====== SUPPLIED TEXT

1

Im using Scrapy and I want to save some of the .svg images from the webpage locally on my computer. The urls for these images have the structure '__.com/svg/4/8/3/1425.svg' (and is a full working url, https included).

Ive defined the item in my items.py file:

class ImageItem(scrapy.Item):
image_urls = scrapy.Field()
images = scrapy.Field()

Ive added the following to my settings:

ITEM_PIPELINES = {
'scrapy.pipelines.images.ImagesPipeline': 1,
}

IMAGES_STORE = '../Data/Silks'
MEDIA_ALLOW_REDIRECTS = True

In the main parse function im calling:

imageItem = ImageItem()
imageItem['image_urls'] = [url]

yield imageItem

But it doesn't save the images. Ive followed the documentation and tried numerous things but keep getting the following error:

StopIteration: <200 https://www.________.com/svg/4/8/3/1425.svg>

During handling of the above exception, another exception occurred:
......
......
PIL.UnidentifiedImageError: cannot identify image file <_io.BytesIO object at 0x1139233b0>

Am I missing something? Can anyone help? I am fully stumped.

Maximilian
  • 143
  • 1
  • 8
  • can you at least the image url before redirection? – wishmaster Aug 28 '20 at 00:31
  • Maybe Pillow (PIL) does not support SVG images, and the image pipeline uses it to convert all images to JPEG. If you are fine with downloading the images as SVG, then use the FilesPipeline instead, which does not try to convert downloaded files. – Gallaecio Aug 28 '20 at 10:56

2 Answers2

2

Gallaecio was right! Scrapy was having an issue with the .svg file type. Changed the imagePipeline to the filePipeline and it works!

For anyone stuck the documentation is here

Maximilian
  • 143
  • 1
  • 8
2

Python Imaging Library (PIL), which is used by the ImagesPipeline, does not support vector images.

If you still want to benefit from the ImagesPipeline capabilities and not switch to the more general FilesPipeline, you can do something along those lines

from svglib.svglib import svg2rlg
from reportlab.graphics import renderPM
from io import BytesIO

class SvgCompatibleImagesPipeline(ImagesPipeline):

    def get_images(self, response, request, info, *, item=None):
        """
        Add processing of SVG images to the standard images pipeline
        """
        if isinstance(response, scrapy.http.TextResponse) and response.text.startswith('<svg'):
            b = BytesIO()
            renderPM.drawToFile(svg2rlg(BytesIO(response.body)), b, fmt='PNG')
            res = response.replace(body=b.getvalue())           
        else:
            res = response

        return super().get_images(res, request, info, item=item)

This will replace the SVG image in the response body by a PNG version of it, which can be further processed by the regular ImagesPipeline.

runningwild
  • 129
  • 12

============

JOB 1:
Add -33 to every x and y coordinate in the answers of the rows, covering the stretch from the line containing "Confirm that each instance of the plant" through the end of the rows, and give all those lines again with their requests. Leave out the pictures.

====== ENTRIES SHOWN

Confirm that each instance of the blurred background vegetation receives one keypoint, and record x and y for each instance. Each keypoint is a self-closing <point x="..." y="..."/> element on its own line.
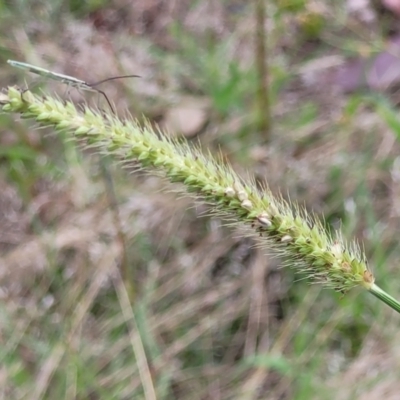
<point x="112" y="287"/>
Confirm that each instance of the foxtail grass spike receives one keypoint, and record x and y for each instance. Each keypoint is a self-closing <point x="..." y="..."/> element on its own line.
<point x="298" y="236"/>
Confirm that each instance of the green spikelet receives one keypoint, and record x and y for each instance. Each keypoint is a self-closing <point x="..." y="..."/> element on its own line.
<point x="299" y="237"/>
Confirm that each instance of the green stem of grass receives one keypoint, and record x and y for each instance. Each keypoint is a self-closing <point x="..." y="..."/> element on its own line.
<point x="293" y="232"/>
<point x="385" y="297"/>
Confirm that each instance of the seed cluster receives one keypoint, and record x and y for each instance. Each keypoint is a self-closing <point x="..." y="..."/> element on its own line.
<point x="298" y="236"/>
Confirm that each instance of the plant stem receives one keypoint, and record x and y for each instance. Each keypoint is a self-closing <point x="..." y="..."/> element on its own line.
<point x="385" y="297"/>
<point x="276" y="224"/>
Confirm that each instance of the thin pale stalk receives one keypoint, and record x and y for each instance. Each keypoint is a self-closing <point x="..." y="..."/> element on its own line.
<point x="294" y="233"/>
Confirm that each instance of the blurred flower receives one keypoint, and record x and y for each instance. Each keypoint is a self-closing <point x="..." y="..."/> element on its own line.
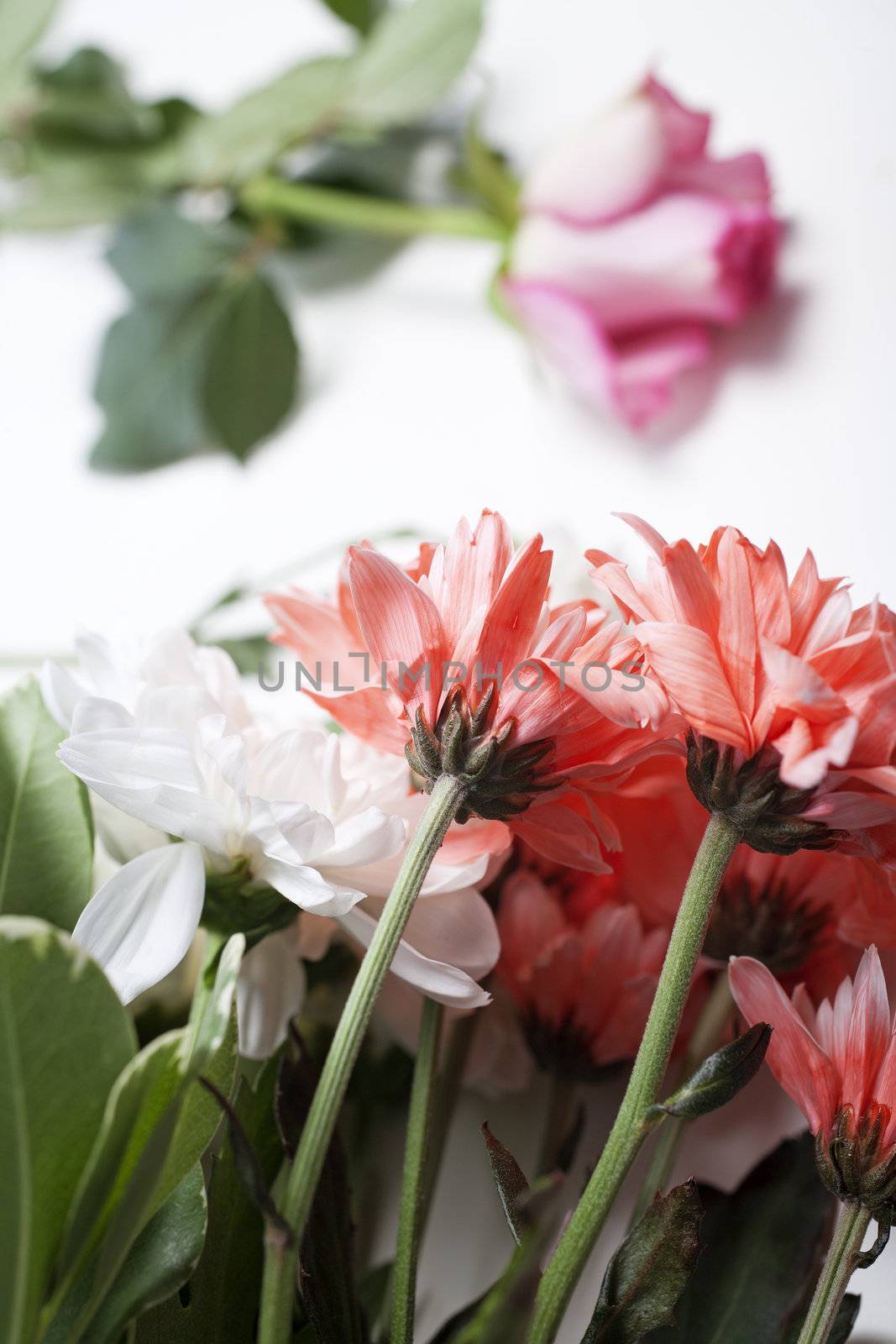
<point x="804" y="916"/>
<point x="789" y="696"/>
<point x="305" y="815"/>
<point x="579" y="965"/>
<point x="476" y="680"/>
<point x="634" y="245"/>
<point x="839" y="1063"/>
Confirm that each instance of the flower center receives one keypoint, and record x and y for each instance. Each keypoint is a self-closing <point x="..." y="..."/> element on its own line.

============

JOB 2:
Return the stretch of the Scrapy thread from "Add processing of" through "request, info, item=item)", copied word for word.

WORKED SOLUTION 1:
Confirm that each instance of the plant stem receives one keypoint, and record x and y for each instance. Each keypoint is a self-closing <point x="..." y="..."/> element on its own line.
<point x="352" y="264"/>
<point x="243" y="191"/>
Confirm that each instance of the thin pale stalk receives one keypoint, and record x and y for each instance. Each keypoint is a self-closing <point x="..." y="..."/> element on its own line.
<point x="261" y="200"/>
Confirm that each instance of the blurred flower receives one keypoint, and record x and y for each instance. Each keypoint is a self-closing <point x="..." y="..."/> element on its own line.
<point x="771" y="883"/>
<point x="756" y="663"/>
<point x="272" y="782"/>
<point x="546" y="932"/>
<point x="443" y="647"/>
<point x="601" y="212"/>
<point x="806" y="1030"/>
Confirm that each instance of the flower center receives one keypoint, and record x and y for each instance. Each keypoint is a self-closing <point x="..." y="..."/> element on its own line.

WORKED SOLUTION 2:
Add processing of SVG images to the standard images pipeline
        """
        if isinstance(response, scrapy.http.TextResponse) and response.text.startswith('<svg'):
            b = BytesIO()
            renderPM.drawToFile(svg2rlg(BytesIO(response.body)), b, fmt='PNG')
            res = response.replace(body=b.getvalue())           
        else:
            res = response

        return super().get_images(res, request, info, item=item)